• _What you need to do_:
Copy the data word for word, from its first line through the line that contains "256 51 L 256".

• _The data_:
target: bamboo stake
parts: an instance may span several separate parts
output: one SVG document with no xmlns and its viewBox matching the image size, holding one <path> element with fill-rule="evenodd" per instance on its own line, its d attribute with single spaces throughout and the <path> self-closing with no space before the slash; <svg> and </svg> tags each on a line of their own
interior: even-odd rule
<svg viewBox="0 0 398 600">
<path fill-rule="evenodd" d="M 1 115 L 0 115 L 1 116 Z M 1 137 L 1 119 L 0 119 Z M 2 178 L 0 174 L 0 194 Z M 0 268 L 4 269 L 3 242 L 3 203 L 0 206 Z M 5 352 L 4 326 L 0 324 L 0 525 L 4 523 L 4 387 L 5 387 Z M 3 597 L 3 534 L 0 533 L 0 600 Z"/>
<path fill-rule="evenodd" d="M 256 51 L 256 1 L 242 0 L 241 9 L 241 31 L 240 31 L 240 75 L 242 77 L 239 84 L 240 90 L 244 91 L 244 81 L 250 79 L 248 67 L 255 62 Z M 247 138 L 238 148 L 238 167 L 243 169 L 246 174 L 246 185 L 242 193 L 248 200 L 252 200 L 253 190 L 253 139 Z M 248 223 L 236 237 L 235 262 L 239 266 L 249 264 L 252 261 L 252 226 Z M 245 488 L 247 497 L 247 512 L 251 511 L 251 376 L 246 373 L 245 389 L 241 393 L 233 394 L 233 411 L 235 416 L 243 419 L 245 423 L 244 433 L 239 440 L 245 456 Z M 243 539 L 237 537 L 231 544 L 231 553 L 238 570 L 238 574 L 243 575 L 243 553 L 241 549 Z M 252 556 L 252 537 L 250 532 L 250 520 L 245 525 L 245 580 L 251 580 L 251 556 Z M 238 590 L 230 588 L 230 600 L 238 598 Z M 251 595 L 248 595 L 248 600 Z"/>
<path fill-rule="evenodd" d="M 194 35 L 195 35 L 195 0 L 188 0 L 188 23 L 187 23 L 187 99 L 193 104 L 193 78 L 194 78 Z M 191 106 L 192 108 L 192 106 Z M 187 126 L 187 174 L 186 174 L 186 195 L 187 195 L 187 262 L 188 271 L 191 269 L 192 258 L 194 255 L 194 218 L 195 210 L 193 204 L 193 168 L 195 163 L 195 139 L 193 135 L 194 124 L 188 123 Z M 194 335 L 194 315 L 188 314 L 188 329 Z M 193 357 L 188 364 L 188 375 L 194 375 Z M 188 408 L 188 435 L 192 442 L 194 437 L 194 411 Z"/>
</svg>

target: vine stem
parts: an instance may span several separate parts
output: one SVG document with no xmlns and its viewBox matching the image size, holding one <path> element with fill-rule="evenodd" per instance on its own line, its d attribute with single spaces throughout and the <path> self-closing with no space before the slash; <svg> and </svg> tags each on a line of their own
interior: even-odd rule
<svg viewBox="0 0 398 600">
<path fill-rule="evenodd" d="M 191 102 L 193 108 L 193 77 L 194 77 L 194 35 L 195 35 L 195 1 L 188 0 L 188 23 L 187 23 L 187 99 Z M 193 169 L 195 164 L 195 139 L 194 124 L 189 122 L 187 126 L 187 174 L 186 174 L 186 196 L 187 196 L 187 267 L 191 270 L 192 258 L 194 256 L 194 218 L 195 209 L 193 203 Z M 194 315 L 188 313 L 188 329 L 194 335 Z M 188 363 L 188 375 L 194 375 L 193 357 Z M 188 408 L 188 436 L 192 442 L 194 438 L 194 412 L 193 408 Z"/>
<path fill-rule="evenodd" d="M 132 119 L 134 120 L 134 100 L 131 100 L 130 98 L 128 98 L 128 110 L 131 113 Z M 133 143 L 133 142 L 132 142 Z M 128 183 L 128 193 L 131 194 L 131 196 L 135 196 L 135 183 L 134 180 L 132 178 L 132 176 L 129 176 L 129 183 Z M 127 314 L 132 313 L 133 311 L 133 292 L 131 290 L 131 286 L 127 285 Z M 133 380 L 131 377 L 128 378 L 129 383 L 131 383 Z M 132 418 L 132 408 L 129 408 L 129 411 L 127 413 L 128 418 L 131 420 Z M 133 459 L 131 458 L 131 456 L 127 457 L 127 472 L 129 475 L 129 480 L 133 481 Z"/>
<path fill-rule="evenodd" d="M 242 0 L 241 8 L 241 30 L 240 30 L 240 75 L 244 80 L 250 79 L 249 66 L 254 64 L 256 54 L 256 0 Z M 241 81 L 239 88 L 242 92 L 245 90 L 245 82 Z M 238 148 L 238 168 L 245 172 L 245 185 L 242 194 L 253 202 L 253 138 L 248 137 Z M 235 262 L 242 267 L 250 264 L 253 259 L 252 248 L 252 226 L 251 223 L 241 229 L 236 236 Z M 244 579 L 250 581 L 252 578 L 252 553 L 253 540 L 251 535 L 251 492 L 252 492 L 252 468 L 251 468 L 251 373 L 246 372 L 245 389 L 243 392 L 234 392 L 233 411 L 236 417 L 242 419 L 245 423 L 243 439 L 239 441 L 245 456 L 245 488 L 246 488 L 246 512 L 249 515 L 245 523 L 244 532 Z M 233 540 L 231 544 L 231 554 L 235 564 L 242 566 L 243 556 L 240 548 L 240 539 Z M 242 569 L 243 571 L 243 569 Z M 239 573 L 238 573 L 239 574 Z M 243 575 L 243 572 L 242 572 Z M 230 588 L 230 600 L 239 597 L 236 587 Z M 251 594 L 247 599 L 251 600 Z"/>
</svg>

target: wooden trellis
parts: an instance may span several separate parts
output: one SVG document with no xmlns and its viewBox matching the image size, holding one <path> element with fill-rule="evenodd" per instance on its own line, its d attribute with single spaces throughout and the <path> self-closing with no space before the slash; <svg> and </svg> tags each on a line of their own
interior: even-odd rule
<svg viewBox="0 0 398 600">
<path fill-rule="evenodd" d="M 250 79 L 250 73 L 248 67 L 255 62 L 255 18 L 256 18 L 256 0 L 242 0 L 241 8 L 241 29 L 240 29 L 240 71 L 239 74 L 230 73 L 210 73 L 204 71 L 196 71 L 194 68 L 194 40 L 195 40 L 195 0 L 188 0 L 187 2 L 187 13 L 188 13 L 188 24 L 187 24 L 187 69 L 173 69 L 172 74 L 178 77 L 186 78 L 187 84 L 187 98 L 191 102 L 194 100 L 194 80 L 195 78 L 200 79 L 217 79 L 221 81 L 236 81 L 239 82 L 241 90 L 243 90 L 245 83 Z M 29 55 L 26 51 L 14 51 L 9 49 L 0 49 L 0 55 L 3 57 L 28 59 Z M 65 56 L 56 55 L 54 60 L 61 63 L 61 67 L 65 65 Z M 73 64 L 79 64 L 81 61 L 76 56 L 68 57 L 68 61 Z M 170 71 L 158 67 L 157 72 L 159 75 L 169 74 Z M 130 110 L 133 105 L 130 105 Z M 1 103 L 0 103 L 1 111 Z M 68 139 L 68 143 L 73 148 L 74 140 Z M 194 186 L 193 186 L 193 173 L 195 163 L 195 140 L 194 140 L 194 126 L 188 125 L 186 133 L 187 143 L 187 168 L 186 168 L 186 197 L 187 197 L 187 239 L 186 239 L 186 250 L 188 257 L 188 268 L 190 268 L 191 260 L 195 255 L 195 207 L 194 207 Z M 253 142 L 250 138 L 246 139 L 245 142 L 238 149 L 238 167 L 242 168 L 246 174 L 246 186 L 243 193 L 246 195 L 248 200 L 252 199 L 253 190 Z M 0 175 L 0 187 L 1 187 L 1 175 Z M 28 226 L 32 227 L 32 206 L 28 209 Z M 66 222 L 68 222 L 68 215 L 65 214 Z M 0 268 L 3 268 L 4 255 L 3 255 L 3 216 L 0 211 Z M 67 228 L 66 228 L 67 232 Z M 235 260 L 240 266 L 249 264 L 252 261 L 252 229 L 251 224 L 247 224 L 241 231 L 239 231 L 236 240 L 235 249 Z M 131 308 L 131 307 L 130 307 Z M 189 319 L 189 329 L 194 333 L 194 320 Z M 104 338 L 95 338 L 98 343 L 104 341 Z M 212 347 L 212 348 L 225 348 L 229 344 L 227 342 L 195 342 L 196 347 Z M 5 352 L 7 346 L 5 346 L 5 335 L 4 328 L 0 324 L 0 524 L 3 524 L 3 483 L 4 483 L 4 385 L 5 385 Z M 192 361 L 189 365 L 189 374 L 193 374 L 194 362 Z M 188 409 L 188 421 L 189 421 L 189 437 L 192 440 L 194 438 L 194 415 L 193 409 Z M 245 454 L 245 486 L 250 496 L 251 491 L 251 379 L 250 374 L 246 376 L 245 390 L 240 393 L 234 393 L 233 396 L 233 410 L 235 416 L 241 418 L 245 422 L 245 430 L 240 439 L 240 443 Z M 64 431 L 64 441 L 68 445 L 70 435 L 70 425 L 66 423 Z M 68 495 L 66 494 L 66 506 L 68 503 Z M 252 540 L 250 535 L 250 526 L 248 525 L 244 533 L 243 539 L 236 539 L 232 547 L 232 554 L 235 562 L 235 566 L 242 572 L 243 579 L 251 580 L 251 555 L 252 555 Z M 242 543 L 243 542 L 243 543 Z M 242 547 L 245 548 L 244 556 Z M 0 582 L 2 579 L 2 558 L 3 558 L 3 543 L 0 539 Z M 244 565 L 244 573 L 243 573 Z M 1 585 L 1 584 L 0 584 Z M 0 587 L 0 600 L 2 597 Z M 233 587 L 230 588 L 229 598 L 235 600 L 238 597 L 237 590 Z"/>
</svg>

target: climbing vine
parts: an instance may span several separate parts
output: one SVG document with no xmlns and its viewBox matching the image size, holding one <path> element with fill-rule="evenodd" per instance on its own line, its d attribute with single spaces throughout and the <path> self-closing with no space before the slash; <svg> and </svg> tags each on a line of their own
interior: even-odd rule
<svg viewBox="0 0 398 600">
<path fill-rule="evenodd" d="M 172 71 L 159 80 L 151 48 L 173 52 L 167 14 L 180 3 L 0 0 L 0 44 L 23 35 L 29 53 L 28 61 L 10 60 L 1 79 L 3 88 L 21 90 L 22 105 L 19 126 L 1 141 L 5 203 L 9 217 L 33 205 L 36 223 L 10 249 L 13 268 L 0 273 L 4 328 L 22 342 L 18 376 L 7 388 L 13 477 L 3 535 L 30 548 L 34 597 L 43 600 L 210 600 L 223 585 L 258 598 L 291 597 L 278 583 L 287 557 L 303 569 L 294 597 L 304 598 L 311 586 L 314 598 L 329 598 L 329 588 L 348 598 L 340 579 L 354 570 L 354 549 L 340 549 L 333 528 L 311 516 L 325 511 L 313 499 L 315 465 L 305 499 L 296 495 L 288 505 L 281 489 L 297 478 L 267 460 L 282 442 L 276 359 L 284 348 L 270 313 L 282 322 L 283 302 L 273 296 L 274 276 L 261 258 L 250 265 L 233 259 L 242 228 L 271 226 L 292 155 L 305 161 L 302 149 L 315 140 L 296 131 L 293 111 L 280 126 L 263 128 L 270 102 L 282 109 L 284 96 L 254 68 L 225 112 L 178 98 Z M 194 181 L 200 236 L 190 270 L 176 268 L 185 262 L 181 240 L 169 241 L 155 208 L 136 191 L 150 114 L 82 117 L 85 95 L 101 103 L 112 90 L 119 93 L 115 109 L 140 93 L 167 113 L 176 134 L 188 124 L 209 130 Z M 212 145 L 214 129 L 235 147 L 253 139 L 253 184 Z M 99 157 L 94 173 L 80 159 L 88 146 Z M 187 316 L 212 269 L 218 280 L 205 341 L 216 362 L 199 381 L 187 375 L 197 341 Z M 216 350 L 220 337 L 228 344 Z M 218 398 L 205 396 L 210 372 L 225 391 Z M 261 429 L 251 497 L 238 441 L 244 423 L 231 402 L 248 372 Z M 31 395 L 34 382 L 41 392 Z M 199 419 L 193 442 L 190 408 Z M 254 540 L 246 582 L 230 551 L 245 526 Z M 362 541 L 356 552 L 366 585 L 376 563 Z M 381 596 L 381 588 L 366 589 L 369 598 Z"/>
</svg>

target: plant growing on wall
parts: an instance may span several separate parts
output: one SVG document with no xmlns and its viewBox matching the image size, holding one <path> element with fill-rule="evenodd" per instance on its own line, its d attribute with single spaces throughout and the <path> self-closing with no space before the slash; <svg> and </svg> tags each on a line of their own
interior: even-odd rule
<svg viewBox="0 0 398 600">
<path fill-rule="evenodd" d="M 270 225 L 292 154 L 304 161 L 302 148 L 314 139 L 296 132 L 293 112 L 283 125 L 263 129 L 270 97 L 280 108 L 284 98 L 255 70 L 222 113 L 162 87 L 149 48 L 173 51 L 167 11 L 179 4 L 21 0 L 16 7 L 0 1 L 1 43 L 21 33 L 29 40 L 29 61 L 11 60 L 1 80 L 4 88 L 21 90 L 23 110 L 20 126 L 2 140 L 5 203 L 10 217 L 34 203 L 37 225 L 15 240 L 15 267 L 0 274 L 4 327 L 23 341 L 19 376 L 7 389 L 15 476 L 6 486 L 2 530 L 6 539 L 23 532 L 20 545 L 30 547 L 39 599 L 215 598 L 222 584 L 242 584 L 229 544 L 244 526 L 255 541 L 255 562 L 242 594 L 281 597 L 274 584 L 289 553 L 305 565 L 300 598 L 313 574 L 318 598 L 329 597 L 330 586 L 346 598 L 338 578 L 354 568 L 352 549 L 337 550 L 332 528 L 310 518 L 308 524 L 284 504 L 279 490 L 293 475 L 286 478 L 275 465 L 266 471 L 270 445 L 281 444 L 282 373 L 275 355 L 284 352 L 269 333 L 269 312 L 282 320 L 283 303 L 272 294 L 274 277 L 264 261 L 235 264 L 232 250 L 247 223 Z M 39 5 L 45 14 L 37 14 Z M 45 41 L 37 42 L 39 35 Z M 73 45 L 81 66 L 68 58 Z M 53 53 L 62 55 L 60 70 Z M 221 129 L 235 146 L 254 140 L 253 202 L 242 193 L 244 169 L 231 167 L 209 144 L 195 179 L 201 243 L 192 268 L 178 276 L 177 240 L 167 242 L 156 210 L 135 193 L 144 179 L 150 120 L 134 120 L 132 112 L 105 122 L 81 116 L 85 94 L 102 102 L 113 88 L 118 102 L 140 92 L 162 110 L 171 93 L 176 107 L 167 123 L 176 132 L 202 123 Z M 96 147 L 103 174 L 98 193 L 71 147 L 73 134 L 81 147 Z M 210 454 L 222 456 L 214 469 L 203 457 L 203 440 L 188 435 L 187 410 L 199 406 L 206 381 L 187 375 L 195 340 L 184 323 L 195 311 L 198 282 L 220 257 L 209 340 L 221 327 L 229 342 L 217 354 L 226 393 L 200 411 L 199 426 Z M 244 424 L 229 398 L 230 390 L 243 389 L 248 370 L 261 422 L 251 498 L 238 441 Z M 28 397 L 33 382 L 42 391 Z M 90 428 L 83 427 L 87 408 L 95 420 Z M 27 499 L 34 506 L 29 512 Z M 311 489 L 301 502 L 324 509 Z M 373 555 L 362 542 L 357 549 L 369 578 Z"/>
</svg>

• _Right answer_:
target: bamboo stake
parts: an instance may span several separate parts
output: one SVG document with no xmlns and its viewBox matching the image size, holding one <path> element with fill-rule="evenodd" per instance on its own line, its d attribute with single spaces throughout and the <path> self-closing with no space before the slash; <svg> and </svg> tags each on a line of their own
interior: even-odd rule
<svg viewBox="0 0 398 600">
<path fill-rule="evenodd" d="M 1 115 L 0 115 L 1 116 Z M 1 137 L 1 119 L 0 119 Z M 2 178 L 0 174 L 0 194 Z M 0 268 L 4 269 L 3 242 L 3 203 L 0 206 Z M 5 352 L 4 326 L 0 324 L 0 525 L 4 523 L 4 387 L 5 387 Z M 3 597 L 3 534 L 0 533 L 0 600 Z"/>
<path fill-rule="evenodd" d="M 256 51 L 256 1 L 242 0 L 241 9 L 241 31 L 240 31 L 240 75 L 242 77 L 239 84 L 240 90 L 244 91 L 244 81 L 250 79 L 248 67 L 255 62 Z M 247 138 L 238 148 L 238 167 L 243 169 L 246 174 L 246 185 L 242 193 L 248 200 L 252 200 L 253 190 L 253 139 Z M 248 223 L 236 237 L 235 262 L 239 266 L 249 264 L 252 261 L 252 226 Z M 245 488 L 247 497 L 247 512 L 251 511 L 251 376 L 246 373 L 245 389 L 241 393 L 233 394 L 233 411 L 235 416 L 243 419 L 245 423 L 244 433 L 239 440 L 245 456 Z M 243 539 L 237 537 L 231 544 L 231 553 L 238 570 L 238 574 L 243 575 L 243 553 L 241 549 Z M 252 556 L 252 537 L 250 532 L 250 520 L 245 525 L 245 580 L 251 580 L 251 556 Z M 238 590 L 230 588 L 230 600 L 238 598 Z M 251 595 L 248 595 L 248 600 Z"/>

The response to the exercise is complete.